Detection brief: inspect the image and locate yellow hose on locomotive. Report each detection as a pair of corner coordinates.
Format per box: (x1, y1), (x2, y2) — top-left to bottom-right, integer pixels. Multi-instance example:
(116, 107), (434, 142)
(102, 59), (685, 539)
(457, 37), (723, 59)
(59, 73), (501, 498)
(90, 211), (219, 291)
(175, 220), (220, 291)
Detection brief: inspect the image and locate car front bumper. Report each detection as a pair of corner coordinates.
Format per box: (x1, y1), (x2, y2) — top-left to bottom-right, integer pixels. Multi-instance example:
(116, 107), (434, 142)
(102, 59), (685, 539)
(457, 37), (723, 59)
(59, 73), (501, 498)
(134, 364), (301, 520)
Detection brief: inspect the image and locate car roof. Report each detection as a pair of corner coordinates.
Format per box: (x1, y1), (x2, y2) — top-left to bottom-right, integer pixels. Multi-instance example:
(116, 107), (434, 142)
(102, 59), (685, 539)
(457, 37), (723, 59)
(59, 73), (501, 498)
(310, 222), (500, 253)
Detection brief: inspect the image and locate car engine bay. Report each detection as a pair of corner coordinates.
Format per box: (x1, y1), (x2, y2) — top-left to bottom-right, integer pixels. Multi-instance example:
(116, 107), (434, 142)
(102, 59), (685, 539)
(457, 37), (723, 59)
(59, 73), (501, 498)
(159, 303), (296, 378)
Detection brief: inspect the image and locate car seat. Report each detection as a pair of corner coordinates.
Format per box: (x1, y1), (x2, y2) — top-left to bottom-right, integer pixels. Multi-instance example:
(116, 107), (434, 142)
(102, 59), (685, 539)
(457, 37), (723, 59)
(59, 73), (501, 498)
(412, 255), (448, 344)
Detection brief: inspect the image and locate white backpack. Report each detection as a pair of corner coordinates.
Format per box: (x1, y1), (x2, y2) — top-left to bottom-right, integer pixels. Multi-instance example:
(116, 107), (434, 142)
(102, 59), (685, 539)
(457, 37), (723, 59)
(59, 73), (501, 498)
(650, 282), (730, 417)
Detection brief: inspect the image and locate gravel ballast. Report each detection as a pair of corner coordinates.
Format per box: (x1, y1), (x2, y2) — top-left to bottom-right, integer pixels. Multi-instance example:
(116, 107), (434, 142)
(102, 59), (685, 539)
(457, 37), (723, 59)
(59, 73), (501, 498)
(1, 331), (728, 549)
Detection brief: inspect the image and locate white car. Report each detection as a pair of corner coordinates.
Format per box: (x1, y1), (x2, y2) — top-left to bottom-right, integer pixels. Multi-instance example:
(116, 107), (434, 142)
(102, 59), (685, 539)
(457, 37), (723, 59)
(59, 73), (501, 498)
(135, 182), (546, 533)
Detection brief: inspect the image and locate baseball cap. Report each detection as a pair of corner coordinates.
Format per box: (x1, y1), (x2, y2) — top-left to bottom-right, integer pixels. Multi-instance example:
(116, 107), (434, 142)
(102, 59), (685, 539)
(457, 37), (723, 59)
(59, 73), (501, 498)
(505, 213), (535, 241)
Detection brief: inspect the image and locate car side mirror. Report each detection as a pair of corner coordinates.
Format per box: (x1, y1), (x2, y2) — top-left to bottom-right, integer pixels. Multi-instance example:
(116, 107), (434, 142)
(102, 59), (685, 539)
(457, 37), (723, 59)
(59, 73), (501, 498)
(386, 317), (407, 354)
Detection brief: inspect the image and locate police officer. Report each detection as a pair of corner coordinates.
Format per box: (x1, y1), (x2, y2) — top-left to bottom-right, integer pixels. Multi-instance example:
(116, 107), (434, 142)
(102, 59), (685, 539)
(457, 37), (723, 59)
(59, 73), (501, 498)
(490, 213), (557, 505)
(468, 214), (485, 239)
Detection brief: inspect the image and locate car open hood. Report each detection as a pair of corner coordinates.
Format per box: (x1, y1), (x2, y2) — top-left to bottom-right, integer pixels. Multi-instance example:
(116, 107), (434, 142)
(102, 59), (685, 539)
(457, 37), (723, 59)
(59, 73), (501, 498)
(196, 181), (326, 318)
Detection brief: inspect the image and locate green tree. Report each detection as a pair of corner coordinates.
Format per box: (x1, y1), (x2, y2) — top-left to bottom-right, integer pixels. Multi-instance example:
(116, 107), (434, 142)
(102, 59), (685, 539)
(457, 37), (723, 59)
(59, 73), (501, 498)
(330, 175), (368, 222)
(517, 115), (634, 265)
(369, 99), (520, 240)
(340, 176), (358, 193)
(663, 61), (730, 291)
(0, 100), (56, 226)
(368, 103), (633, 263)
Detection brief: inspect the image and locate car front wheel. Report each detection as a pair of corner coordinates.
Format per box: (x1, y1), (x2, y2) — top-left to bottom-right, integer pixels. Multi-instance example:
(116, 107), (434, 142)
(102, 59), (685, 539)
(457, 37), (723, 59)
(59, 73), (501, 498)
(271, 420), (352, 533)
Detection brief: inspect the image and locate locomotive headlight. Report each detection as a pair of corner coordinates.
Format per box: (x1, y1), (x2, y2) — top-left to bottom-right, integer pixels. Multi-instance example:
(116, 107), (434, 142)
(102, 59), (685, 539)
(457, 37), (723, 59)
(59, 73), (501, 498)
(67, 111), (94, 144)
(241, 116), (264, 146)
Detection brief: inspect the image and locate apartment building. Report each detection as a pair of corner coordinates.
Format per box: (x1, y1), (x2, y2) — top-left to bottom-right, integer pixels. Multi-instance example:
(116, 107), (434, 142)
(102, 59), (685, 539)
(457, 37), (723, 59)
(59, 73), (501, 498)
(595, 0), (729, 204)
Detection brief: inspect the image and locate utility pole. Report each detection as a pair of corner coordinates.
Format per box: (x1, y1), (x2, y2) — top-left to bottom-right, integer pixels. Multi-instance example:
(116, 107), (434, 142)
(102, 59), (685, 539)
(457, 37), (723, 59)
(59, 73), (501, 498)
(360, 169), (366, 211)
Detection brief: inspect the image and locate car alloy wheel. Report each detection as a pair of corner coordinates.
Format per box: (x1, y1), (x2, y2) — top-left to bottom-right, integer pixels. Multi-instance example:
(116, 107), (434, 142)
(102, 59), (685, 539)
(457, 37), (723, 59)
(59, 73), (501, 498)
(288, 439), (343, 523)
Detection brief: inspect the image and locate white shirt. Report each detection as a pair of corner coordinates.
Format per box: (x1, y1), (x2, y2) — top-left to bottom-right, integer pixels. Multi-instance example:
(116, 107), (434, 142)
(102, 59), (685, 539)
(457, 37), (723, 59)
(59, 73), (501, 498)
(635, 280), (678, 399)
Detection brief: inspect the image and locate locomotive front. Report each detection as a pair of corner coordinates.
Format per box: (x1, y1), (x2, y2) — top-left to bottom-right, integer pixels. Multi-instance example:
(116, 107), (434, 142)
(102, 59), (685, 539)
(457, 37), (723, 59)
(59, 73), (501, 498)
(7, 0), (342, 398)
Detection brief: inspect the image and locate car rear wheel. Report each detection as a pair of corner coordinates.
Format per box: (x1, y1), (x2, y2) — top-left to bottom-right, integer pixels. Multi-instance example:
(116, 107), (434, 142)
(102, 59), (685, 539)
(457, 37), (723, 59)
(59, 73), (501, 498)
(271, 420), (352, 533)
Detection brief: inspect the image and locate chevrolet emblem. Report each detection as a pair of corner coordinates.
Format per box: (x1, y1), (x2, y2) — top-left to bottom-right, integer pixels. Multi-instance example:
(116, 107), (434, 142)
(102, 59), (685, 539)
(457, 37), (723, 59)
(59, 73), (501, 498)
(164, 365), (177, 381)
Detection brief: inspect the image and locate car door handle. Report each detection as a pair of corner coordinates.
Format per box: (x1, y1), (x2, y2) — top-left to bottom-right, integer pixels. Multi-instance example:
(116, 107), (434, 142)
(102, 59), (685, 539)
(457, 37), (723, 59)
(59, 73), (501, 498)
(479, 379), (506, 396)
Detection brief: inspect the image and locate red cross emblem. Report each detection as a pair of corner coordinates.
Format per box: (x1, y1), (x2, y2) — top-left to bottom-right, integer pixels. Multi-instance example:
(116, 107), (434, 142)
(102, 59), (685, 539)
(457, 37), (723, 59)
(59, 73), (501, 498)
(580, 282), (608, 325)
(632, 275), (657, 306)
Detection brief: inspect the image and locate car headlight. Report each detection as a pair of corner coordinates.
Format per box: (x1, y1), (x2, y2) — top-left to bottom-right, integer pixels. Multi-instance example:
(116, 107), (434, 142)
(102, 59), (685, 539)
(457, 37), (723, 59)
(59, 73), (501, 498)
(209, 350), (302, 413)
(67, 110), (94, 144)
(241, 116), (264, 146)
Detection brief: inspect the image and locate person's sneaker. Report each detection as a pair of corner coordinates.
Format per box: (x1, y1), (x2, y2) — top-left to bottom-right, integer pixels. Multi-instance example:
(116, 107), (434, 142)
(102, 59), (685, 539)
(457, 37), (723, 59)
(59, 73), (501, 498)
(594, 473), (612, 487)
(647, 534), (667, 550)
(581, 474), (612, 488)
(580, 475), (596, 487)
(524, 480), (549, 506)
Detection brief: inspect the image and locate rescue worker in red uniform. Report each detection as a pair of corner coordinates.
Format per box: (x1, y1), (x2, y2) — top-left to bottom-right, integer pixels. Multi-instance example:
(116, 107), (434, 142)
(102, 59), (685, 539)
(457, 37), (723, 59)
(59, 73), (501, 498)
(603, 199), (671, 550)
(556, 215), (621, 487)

◆ Task to carry out
Only a number is needed here: the count of lines above that hold the string "locomotive".

◆ Response to the exercise
3